---------- Data lines ----------

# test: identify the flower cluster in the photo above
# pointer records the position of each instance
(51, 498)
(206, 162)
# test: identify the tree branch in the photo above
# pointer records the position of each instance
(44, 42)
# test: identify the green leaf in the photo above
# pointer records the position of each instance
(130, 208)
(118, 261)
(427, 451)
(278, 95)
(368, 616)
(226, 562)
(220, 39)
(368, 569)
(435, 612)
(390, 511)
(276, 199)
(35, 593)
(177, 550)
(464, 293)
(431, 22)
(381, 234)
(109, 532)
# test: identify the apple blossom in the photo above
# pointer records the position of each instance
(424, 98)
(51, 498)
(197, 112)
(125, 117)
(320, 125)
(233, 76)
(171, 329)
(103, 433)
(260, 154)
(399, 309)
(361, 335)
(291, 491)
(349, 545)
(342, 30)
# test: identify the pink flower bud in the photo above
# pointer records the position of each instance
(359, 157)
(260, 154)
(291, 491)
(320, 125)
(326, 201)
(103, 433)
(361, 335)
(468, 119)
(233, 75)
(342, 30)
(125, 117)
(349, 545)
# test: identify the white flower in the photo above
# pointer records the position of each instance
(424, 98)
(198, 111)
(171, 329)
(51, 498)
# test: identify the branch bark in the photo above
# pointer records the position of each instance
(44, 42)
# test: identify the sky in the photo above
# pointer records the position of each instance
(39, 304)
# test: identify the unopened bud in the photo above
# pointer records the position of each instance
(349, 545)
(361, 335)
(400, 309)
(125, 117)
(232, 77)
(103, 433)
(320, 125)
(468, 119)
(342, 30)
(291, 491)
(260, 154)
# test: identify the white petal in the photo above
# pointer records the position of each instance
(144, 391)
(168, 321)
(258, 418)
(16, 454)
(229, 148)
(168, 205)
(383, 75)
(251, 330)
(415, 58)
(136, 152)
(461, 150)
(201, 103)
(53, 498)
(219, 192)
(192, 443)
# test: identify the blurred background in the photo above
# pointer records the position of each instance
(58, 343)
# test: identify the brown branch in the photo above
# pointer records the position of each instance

----------

> [Exercise brief]:
Arrange every line of the listing above as a Markdown table with the columns Row and Line. Number the rows in order and leave out blank lines.

> [Written answer]:
| Row | Line |
|---|---|
| 1 | # test: identify the flower cluster in the photo above |
| 2 | # pointer records the position of each instance |
| 3 | (51, 498) |
| 4 | (206, 162) |
| 5 | # test: identify the tree branch in the photo above |
| 6 | # pointer records the position of each instance |
| 7 | (44, 42) |
| 8 | # test: identify the green leaf in the photo above |
| 9 | # pointer records the position of each instance |
| 10 | (130, 208) |
| 11 | (118, 261) |
| 12 | (427, 451) |
| 13 | (278, 95) |
| 14 | (368, 616) |
| 15 | (226, 562) |
| 16 | (220, 39) |
| 17 | (368, 569) |
| 18 | (435, 612) |
| 19 | (390, 511) |
| 20 | (276, 199) |
| 21 | (35, 593) |
| 22 | (177, 550) |
| 23 | (464, 293) |
| 24 | (431, 22) |
| 25 | (381, 234) |
| 26 | (109, 532) |
| 27 | # test: identify the apple blossom in the photo above |
| 28 | # pointer records the position of each instance |
| 29 | (424, 98) |
| 30 | (51, 498) |
| 31 | (197, 112) |
| 32 | (125, 117) |
| 33 | (320, 125) |
| 34 | (233, 76) |
| 35 | (171, 329) |
| 36 | (103, 433) |
| 37 | (260, 154) |
| 38 | (399, 309) |
| 39 | (361, 335) |
| 40 | (291, 491) |
| 41 | (349, 545) |
| 42 | (342, 30) |
| 43 | # test: identify the pink flower bud in the photo above |
| 44 | # pointer records the position of each instance |
| 45 | (359, 157) |
| 46 | (260, 154) |
| 47 | (291, 491) |
| 48 | (320, 125) |
| 49 | (326, 201) |
| 50 | (103, 433) |
| 51 | (361, 335) |
| 52 | (468, 119) |
| 53 | (233, 75) |
| 54 | (342, 30) |
| 55 | (125, 117) |
| 56 | (349, 545) |
| 57 | # test: identify the white flower in the photo above |
| 58 | # pointer records the position of each instance |
| 59 | (424, 98) |
| 60 | (198, 111) |
| 61 | (171, 329) |
| 62 | (51, 498) |
| 63 | # test: identify the branch bark in the photo above |
| 64 | # pointer records the position of each instance |
| 65 | (44, 42) |
| 66 | # test: identify the sky in the photo above |
| 67 | # pointer records the position of each instance |
| 68 | (39, 304) |
| 69 | # test: identify the unopened bud in the photo above |
| 70 | # pointer records the position of each instance |
| 71 | (349, 545) |
| 72 | (361, 335) |
| 73 | (400, 309) |
| 74 | (125, 117) |
| 75 | (232, 77) |
| 76 | (103, 433) |
| 77 | (320, 125) |
| 78 | (468, 119) |
| 79 | (342, 30) |
| 80 | (291, 491) |
| 81 | (260, 154) |
| 82 | # test: identify the white petal in the photo above |
| 83 | # pointer records the position of each instance |
| 84 | (144, 391) |
| 85 | (168, 321) |
| 86 | (258, 418) |
| 87 | (16, 454) |
| 88 | (229, 148) |
| 89 | (168, 205) |
| 90 | (383, 75) |
| 91 | (251, 330) |
| 92 | (415, 58) |
| 93 | (136, 152) |
| 94 | (461, 150) |
| 95 | (201, 103) |
| 96 | (53, 498) |
| 97 | (219, 192) |
| 98 | (192, 443) |
| 99 | # test: identify the blurred background in the photo above |
| 100 | # pointer records the position of each instance |
| 101 | (58, 343) |
| 102 | # test: identify the brown branch in the photo above |
| 103 | # pointer records the position of each instance |